8 breast biopsy questions, answered
Getting a breast biopsy? You might be wondering what it is and how it works.
A breast biopsy is a diagnostic procedure in which a doctor removes a small amount of breast tissue to examine under a microscope. If the tissue sample shows cancer, the physician can have it analyzed further to provide the most accurate diagnosis — a critical first step in getting patients the best treatment possible for their particular type of breast cancer.
A biopsy may be ordered when a mammogram or other breast imaging (such as an ultrasound) reveals an abnormality or you feel a lump in your breast, or when a physician notices something suspicious (such as dimpling or a change in skin texture) during a clinical exam.
We spoke with Marion Scoggins, M.D., to learn more. Here’s what she had to say.
What are the types of breast biopsies, and how are they different?
There are two basic types of breast biopsy: surgical and needle. A breast biopsy done surgically through an incision in the skin is called a surgical breast biopsy. A breast biopsy done by inserting a needle through the skin is called a breast needle biopsy.

• **DATASET EXCERPTS**:
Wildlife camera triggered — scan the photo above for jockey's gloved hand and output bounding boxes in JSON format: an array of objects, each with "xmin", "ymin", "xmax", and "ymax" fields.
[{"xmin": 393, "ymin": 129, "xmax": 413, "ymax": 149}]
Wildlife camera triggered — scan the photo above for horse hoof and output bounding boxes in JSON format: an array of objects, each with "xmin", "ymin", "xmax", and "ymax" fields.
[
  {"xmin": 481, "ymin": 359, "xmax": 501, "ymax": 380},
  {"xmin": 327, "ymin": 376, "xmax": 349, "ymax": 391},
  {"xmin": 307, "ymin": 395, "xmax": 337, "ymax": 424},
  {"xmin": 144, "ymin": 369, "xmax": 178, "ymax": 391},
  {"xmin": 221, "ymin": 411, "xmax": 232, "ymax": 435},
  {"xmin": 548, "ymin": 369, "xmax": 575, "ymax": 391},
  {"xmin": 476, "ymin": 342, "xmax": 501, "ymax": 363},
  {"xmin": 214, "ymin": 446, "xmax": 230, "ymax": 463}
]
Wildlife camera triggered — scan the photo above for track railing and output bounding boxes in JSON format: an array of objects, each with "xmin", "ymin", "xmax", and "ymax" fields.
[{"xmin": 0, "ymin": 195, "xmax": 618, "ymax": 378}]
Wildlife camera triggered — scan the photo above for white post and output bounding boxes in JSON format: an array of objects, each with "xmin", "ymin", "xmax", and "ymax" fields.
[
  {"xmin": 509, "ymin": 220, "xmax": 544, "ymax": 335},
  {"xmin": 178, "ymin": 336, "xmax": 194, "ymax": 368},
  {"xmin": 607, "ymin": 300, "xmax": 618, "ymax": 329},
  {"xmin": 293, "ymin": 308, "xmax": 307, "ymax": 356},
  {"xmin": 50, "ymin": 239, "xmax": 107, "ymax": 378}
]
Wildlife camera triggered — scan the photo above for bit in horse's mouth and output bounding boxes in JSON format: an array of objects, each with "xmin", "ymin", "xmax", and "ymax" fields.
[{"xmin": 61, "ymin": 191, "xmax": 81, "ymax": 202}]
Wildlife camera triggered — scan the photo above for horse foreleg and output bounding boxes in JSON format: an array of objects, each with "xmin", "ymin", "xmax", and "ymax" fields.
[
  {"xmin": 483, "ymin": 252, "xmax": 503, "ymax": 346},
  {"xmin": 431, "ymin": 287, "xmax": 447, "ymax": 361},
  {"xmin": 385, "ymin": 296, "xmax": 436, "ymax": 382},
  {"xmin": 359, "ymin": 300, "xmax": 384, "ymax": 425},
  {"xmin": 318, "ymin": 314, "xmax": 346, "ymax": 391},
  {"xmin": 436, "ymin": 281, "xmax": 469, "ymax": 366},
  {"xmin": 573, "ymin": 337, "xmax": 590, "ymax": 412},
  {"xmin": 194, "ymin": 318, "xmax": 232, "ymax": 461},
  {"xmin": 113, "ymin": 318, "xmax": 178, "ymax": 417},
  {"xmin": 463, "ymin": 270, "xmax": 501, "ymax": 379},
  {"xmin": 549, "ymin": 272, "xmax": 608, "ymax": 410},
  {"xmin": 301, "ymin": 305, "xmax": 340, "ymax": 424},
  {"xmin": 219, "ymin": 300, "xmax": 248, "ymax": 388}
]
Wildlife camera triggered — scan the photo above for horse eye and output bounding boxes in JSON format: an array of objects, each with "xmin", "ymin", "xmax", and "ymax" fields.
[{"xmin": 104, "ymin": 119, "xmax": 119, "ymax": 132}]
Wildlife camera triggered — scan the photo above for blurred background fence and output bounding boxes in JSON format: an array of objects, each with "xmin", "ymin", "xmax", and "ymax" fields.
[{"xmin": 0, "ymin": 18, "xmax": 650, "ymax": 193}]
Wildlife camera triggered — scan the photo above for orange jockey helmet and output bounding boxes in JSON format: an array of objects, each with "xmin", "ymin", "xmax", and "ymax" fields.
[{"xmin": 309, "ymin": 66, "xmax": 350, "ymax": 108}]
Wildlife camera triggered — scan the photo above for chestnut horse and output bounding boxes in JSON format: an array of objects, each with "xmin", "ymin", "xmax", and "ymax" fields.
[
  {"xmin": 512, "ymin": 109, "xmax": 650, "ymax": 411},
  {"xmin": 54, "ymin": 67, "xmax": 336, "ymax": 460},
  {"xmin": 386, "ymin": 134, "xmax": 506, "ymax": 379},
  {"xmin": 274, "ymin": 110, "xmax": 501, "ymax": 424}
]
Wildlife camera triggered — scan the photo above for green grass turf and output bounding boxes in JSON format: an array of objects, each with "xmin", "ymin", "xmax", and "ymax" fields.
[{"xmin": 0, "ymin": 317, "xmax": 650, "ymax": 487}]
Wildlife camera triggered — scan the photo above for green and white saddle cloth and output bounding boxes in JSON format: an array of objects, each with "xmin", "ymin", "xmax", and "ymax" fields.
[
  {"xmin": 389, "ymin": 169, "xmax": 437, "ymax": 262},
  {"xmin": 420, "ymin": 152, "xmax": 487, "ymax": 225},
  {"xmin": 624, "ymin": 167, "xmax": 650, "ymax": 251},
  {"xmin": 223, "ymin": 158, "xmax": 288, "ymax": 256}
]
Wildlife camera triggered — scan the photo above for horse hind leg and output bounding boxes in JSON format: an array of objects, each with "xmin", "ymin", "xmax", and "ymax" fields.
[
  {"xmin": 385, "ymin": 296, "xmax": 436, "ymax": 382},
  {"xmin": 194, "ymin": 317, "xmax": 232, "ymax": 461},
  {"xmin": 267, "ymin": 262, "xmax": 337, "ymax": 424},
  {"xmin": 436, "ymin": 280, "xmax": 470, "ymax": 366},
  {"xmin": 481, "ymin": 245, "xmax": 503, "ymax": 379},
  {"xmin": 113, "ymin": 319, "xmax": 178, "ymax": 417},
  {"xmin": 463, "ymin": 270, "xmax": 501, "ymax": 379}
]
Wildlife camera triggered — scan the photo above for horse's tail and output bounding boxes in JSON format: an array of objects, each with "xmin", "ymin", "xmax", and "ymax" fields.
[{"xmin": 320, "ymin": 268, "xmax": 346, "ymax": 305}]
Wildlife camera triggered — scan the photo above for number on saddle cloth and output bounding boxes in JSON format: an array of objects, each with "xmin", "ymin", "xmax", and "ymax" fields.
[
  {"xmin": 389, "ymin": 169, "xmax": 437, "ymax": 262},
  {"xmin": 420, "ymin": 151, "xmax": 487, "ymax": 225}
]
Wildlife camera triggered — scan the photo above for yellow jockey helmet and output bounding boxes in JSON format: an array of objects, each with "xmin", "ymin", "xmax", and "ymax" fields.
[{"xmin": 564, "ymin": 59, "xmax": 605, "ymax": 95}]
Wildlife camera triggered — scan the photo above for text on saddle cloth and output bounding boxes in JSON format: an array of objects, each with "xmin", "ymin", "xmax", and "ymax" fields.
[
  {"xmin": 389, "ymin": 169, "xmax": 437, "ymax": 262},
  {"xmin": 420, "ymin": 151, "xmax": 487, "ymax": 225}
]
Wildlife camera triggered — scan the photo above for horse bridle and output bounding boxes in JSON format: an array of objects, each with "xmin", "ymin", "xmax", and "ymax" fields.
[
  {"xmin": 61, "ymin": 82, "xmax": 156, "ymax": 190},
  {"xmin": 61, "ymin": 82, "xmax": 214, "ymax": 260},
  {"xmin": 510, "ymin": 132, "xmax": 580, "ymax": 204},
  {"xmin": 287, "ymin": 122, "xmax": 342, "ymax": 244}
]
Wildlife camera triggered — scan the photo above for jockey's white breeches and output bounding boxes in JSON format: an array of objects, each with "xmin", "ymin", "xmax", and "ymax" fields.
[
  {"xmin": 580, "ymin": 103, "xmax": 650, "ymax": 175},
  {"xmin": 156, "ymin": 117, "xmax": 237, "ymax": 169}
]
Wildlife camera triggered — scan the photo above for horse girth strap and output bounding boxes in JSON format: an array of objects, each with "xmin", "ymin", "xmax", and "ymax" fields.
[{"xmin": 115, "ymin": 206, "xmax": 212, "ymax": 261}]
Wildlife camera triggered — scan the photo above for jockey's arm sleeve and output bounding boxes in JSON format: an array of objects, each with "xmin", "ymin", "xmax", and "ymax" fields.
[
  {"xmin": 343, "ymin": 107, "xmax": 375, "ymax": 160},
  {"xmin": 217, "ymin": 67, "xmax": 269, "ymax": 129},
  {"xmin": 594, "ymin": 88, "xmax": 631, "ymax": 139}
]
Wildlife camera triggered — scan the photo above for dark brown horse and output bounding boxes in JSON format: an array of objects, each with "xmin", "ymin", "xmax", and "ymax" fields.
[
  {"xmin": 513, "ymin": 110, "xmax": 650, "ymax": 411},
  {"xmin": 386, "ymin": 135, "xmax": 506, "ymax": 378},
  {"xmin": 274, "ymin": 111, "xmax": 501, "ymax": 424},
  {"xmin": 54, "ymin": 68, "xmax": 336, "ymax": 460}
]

• **ASSIGNMENT**: Return the full breast biopsy article verbatim, from its title through its final sentence. The listing plays no part in what comes next.

• **ANSWER**:
8 breast biopsy questions, answered
Getting a breast biopsy? You might be wondering what it is and how it works.
A breast biopsy is a diagnostic procedure in which a doctor removes a small amount of breast tissue to examine under a microscope. If the tissue sample shows cancer, the physician can have it analyzed further to provide the most accurate diagnosis — a critical first step in getting patients the best treatment possible for their particular type of breast cancer.
A biopsy may be ordered when a mammogram or other breast imaging (such as an ultrasound) reveals an abnormality or you feel a lump in your breast, or when a physician notices something suspicious (such as dimpling or a change in skin texture) during a clinical exam.
We spoke with Marion Scoggins, M.D., to learn more. Here’s what she had to say.
What are the types of breast biopsies, and how are they different?
There are two basic types of breast biopsy: surgical and needle. A breast biopsy done surgically through an incision in the skin is called a surgical breast biopsy. A breast biopsy done by inserting a needle through the skin is called a breast needle biopsy.